**SET TASK:** Edit the entries below so that "Place a dot" becomes "Put a point" wherever it appears, leaving everything else unchanged.

(Excerpts from a dataset on pointing at objects)
□ □ □ □ □

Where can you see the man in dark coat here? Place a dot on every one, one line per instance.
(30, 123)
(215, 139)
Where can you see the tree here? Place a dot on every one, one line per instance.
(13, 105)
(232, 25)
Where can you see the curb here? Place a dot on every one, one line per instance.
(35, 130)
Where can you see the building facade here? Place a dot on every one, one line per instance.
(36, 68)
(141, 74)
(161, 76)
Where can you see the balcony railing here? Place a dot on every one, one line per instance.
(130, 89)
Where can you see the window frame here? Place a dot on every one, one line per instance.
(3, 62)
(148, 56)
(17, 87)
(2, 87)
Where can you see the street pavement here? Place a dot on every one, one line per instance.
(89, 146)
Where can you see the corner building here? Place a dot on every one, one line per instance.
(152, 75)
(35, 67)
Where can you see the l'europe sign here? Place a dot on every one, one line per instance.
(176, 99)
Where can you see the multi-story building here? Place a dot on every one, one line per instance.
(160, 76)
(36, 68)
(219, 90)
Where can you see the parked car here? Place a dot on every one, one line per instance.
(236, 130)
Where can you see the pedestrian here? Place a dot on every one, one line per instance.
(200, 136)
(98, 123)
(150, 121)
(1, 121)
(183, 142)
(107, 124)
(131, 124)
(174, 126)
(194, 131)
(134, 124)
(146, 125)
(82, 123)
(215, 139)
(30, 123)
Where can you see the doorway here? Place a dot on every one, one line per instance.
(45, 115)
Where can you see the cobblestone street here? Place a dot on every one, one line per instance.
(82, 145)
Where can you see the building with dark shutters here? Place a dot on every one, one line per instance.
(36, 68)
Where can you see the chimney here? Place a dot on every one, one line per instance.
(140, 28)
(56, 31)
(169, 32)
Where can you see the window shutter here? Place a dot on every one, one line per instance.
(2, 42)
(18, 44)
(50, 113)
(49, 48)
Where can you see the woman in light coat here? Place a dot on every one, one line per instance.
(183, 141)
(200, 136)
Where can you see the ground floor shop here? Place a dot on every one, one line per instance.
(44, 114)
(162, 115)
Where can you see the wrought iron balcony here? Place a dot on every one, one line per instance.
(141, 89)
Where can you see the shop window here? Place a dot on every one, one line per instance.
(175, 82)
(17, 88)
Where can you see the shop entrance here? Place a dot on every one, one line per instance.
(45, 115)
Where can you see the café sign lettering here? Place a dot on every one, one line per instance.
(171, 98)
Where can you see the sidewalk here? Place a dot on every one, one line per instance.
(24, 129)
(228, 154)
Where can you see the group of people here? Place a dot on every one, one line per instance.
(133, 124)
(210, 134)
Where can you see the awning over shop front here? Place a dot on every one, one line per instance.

□ □ □ □ □

**TASK RESULT:**
Where can you see the man in dark coat here? Put a point on every one, one line per instance.
(30, 123)
(215, 139)
Where can you see the tree here? Put a point on every one, one line per instance.
(13, 105)
(232, 25)
Where can you see the curb here? Put a point on every one, one line per instance.
(35, 130)
Where can you see the building facade here? Put a point on every one, one line per instance.
(36, 68)
(141, 74)
(161, 76)
Where can you see the balcony railing here? Put a point on every one, one line per instance.
(130, 89)
Where can you see the window frame here? Put a point on every one, one line per instance.
(3, 62)
(148, 56)
(17, 87)
(2, 87)
Where can you see the street pavement here? Put a point on every one, one line per instance.
(89, 146)
Where can you see the corner building here? Put a point on every one, one line per instance.
(152, 75)
(35, 67)
Where can you see the l'europe sign here? Put a point on every one, one line per instance.
(176, 99)
Where can you see the multi-story building here? Put a point on every one, one line per instance.
(160, 76)
(36, 68)
(219, 90)
Where can you see the parked car here? Put a point on every one, one line per instance.
(236, 130)
Where can you see the pedestrian here? Put a point on every one, one line per instance.
(200, 136)
(98, 123)
(150, 121)
(1, 121)
(183, 142)
(107, 124)
(131, 124)
(174, 126)
(194, 131)
(134, 124)
(146, 125)
(82, 123)
(215, 139)
(30, 123)
Where can you see the doorway here? Put a point on every one, one line per instance.
(45, 115)
Where can you see the cobblestone street here? Put a point on every one, one line per instance.
(82, 145)
Where can you see the building with dark shutters here? Put a point on every one, one line per instance.
(36, 68)
Where can you see the chimney here? Put a point on every one, one line per instance.
(140, 28)
(56, 31)
(169, 32)
Where can you see the window shutter here? Put a point on every one, one line per instance.
(2, 42)
(18, 44)
(50, 113)
(49, 48)
Where can you see the woman in light coat here? Put a point on every one, one line per instance.
(183, 141)
(200, 136)
Where can you see the ground floor shop here? Put a point on every one, one line per instance.
(44, 114)
(162, 115)
Where can you see the wrought iron balcony here? Put a point on every one, one line per instance.
(141, 89)
Where can you see the shop window here? Put a point on every one, one line per instance.
(175, 82)
(17, 88)
Where can you see the shop entrance here? Put a point on every one, one line per instance.
(45, 115)
Where can you see the café sign lettering here? Put a point on every one, one line per instance.
(171, 98)
Where can you see the sidewalk here? Put a point on every one, one line per instance.
(24, 129)
(228, 154)
Where can you see the group of people here? Put a point on every one, one line per instance.
(133, 124)
(210, 134)
Where can you see the awning over shop front here? Put a point on every one, one line per instance.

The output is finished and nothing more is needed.